-------- Task input
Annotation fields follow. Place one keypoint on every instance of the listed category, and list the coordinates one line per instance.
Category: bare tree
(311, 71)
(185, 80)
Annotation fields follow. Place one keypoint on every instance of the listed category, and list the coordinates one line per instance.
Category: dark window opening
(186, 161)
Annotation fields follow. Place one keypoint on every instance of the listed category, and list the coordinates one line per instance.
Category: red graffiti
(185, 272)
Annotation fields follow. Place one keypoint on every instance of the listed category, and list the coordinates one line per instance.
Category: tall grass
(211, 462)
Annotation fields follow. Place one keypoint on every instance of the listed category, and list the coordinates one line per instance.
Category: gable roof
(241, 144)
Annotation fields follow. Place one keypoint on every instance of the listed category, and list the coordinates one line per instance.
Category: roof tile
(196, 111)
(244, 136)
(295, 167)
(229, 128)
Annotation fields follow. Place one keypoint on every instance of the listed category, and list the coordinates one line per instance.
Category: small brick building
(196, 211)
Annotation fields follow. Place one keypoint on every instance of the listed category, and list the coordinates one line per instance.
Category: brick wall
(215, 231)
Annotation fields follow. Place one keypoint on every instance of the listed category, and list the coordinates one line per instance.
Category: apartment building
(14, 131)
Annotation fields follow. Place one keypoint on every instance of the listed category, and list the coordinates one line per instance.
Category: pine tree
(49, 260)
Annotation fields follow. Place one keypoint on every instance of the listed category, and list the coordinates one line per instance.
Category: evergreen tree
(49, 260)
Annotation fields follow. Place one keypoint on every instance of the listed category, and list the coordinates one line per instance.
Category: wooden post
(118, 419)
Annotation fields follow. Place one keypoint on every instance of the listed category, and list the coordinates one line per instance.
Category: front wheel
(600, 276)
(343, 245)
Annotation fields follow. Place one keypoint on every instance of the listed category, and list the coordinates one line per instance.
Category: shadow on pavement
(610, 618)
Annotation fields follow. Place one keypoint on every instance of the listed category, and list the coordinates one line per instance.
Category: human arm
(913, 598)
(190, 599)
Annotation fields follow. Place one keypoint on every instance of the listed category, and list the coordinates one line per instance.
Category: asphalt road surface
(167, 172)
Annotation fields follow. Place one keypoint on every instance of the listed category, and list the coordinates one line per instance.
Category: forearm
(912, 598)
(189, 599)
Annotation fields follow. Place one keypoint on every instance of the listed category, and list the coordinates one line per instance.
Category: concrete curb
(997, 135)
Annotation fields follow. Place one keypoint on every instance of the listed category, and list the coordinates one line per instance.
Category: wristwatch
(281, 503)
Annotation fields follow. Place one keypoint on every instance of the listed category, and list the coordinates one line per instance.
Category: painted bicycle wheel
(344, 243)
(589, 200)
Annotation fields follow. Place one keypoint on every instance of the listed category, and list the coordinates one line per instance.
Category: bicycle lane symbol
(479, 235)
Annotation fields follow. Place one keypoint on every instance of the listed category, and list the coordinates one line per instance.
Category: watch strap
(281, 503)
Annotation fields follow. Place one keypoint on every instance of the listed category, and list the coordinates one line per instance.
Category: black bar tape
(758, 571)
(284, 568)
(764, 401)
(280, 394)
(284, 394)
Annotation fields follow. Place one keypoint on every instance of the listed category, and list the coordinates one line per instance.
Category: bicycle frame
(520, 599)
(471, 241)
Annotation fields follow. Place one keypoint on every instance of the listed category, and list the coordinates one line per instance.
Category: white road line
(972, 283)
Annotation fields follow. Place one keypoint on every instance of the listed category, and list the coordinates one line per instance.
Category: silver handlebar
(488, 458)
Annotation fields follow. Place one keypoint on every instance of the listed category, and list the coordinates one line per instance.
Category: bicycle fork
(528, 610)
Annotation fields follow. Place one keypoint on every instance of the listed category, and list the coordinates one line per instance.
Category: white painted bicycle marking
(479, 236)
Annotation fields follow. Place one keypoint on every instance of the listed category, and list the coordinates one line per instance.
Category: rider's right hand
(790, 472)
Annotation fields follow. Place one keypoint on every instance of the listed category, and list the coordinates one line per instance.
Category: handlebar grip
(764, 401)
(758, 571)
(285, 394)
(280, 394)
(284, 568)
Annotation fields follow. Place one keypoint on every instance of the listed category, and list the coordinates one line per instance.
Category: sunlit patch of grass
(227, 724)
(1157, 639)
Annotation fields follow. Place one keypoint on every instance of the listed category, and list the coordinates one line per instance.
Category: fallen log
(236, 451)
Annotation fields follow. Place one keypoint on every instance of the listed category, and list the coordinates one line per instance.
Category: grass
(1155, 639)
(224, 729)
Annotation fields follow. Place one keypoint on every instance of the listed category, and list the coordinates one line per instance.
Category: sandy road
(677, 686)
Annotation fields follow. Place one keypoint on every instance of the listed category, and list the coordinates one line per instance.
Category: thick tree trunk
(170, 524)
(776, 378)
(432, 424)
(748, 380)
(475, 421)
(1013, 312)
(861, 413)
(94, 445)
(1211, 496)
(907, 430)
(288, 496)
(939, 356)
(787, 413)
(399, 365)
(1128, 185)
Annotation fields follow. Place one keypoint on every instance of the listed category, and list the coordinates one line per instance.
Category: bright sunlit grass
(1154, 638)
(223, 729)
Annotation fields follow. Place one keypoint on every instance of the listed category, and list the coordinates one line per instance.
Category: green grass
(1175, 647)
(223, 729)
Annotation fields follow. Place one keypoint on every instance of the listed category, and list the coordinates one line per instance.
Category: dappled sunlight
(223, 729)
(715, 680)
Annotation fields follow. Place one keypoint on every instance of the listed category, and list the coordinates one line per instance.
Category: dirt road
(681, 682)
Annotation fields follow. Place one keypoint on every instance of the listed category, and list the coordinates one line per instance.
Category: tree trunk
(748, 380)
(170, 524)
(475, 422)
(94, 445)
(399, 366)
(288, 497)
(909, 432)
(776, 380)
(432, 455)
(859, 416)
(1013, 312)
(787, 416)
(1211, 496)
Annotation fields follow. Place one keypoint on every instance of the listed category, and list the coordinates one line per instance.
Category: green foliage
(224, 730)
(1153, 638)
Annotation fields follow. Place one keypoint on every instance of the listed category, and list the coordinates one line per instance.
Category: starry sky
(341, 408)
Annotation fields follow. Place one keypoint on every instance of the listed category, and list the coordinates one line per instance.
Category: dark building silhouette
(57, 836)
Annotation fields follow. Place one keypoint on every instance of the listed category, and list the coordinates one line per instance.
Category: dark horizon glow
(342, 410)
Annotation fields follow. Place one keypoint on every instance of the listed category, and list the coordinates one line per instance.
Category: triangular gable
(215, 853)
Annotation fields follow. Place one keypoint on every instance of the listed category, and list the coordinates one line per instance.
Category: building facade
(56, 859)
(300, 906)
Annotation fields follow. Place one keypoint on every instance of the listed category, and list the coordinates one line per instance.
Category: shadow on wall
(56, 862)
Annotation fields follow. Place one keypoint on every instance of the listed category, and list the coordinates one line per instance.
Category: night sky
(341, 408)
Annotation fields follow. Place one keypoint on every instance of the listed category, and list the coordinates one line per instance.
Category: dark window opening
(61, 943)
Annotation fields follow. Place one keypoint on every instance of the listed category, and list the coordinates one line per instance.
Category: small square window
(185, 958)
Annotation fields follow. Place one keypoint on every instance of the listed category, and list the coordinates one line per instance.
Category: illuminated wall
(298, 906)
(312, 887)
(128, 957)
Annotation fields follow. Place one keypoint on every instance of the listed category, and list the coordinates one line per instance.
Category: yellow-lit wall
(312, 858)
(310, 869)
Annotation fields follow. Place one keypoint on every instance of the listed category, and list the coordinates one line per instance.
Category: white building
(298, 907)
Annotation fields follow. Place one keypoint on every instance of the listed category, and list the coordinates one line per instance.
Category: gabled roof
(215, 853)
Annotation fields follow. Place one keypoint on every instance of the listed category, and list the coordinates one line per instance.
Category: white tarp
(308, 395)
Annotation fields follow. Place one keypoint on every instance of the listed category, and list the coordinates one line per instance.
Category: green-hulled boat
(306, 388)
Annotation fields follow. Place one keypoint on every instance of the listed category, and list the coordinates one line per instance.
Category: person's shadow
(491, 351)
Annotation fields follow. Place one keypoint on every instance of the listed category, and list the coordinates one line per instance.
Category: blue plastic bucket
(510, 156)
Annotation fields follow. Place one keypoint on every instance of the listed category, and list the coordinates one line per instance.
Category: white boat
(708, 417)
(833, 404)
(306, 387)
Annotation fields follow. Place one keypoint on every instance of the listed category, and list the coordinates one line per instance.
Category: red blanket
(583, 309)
----------------
> **Stated goal**:
Report every line in the items above that contains the word "grass", copying each one in full.

> **Full output**:
Category: tall grass
Category: sunlit patch of grass
Category: grass
Category: bright sunlit grass
Category: green grass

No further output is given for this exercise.